- **DATA FOR THIS EXERCISE**
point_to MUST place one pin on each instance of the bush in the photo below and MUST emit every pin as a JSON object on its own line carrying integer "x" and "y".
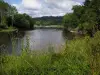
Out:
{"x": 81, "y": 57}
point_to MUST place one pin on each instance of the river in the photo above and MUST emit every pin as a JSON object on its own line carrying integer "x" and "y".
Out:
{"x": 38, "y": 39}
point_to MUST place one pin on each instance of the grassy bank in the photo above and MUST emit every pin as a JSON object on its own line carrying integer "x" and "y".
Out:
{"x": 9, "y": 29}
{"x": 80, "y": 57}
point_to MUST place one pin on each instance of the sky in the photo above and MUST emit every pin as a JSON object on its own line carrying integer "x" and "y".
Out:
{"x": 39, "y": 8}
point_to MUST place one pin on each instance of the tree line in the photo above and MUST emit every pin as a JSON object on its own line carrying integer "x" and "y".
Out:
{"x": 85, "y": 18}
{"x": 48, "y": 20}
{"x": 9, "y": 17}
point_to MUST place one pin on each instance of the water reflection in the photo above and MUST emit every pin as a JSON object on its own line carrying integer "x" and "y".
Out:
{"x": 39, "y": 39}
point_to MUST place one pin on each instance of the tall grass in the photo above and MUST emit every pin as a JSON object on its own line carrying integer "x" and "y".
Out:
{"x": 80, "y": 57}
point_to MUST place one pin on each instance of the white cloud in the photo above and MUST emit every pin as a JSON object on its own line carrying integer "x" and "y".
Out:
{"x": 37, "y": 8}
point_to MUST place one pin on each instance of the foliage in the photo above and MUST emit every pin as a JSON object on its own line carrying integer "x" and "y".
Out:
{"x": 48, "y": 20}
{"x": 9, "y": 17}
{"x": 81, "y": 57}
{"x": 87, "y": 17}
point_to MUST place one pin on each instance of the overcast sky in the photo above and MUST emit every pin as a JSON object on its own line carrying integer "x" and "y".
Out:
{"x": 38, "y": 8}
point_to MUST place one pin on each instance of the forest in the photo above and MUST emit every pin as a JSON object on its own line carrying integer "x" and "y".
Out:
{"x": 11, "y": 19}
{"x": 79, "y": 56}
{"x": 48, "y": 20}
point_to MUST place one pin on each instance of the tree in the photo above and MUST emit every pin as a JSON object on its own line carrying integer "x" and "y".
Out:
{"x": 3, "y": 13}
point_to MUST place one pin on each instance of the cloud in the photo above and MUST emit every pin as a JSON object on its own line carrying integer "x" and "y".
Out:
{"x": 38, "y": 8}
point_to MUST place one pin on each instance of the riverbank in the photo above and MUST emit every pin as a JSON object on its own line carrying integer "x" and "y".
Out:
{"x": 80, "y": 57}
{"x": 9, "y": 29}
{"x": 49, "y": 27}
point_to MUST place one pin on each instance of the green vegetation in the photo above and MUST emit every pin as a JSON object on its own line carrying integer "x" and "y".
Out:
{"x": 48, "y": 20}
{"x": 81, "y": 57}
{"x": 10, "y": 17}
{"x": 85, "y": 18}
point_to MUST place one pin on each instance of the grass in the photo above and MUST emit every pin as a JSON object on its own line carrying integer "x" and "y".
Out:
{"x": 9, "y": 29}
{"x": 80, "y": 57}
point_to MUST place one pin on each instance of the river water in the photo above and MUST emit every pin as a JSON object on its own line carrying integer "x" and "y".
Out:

- **YOUR ASSIGNMENT**
What is needed here is an exact transcription of every record above, with images excluded.

- **REPLY**
point_to MUST place one pin on each instance of the bush in the photo below and MUST emit every pin as a JSON object on its own line carrying integer "x" and "y".
Out:
{"x": 81, "y": 57}
point_to MUST place one pin on each instance of the river in the photo above and MUST emit every pin as a JSON object on its own line carrying integer "x" and "y".
Out:
{"x": 38, "y": 39}
point_to MUST place one pin on each instance of the grassy bank in the photo above and MUST emit every pin as a JSON object on its own line carrying integer "x" and "y".
Out:
{"x": 9, "y": 29}
{"x": 80, "y": 57}
point_to MUST place one pin on each instance of the sky in the photo above and MUST emit every pin as a JSON object on its own line carrying integer "x" and "y".
Out:
{"x": 39, "y": 8}
point_to MUST place one pin on each instance of the tree line in the photo above and MUST emit every pin as a JSON object on its own line carrying integer "x" and "y".
Out:
{"x": 85, "y": 18}
{"x": 48, "y": 20}
{"x": 9, "y": 17}
point_to MUST place one pin on each instance of the water reflection in the photo above and MUST emit every pin as a JSON object on its own line carrying integer "x" and "y".
Out:
{"x": 39, "y": 39}
point_to MUST place one pin on each instance of the tall grass in the photo above and MUST emit every pin as a JSON object on its own line carrying integer "x" and "y".
Out:
{"x": 80, "y": 57}
point_to MUST place one pin on each instance of the white cloud in the photo above and MUST emit every pin as a JSON object on its own line carrying integer "x" and "y".
Out:
{"x": 37, "y": 8}
point_to MUST place one pin on each instance of the foliage in the photo above and MUST emit every pin as a JSON object on its own line carrying integer "x" and "y".
Out:
{"x": 48, "y": 20}
{"x": 9, "y": 17}
{"x": 81, "y": 57}
{"x": 87, "y": 17}
point_to MUST place one pin on each instance of the overcast sky in the photo above and MUST emit every pin as a JSON object on its own line carrying integer "x" and "y".
Out:
{"x": 38, "y": 8}
point_to MUST place one pin on each instance of the forest in the photo above and MUST emit every pin as a JSON object on its own line carrying integer "x" and "y".
Out:
{"x": 11, "y": 19}
{"x": 79, "y": 56}
{"x": 48, "y": 20}
point_to MUST place one pin on each instance of the tree in the photo above and MUST emit every pin as a JSON object on its own line carrying integer "x" and "y".
Out:
{"x": 3, "y": 13}
point_to MUST place one pin on each instance of the cloud in the photo above and MUST emit every pin as a JSON object on its own line carrying integer "x" and "y".
Out:
{"x": 38, "y": 8}
point_to MUST place one pin on each instance of the riverbank in the photo above and MUST emit every pin as a JSON object on its own line carrying integer "x" and "y".
Out:
{"x": 80, "y": 57}
{"x": 9, "y": 29}
{"x": 49, "y": 27}
point_to MUST place one pin on each instance of the green vegetation in the photo above and MUST emit every pin as a JSON object on its own line carrying integer "x" and "y".
Out:
{"x": 48, "y": 20}
{"x": 81, "y": 57}
{"x": 10, "y": 17}
{"x": 85, "y": 18}
point_to MUST place one pin on each instance of the grass in the photo above and MUST emit every pin as a JSON object on its own line carrying integer "x" and "y".
Out:
{"x": 9, "y": 29}
{"x": 80, "y": 57}
point_to MUST place one pin on each instance of the river water in the photo above and MUST emit every pin as a JSON object on its own line carrying integer "x" and "y".
Out:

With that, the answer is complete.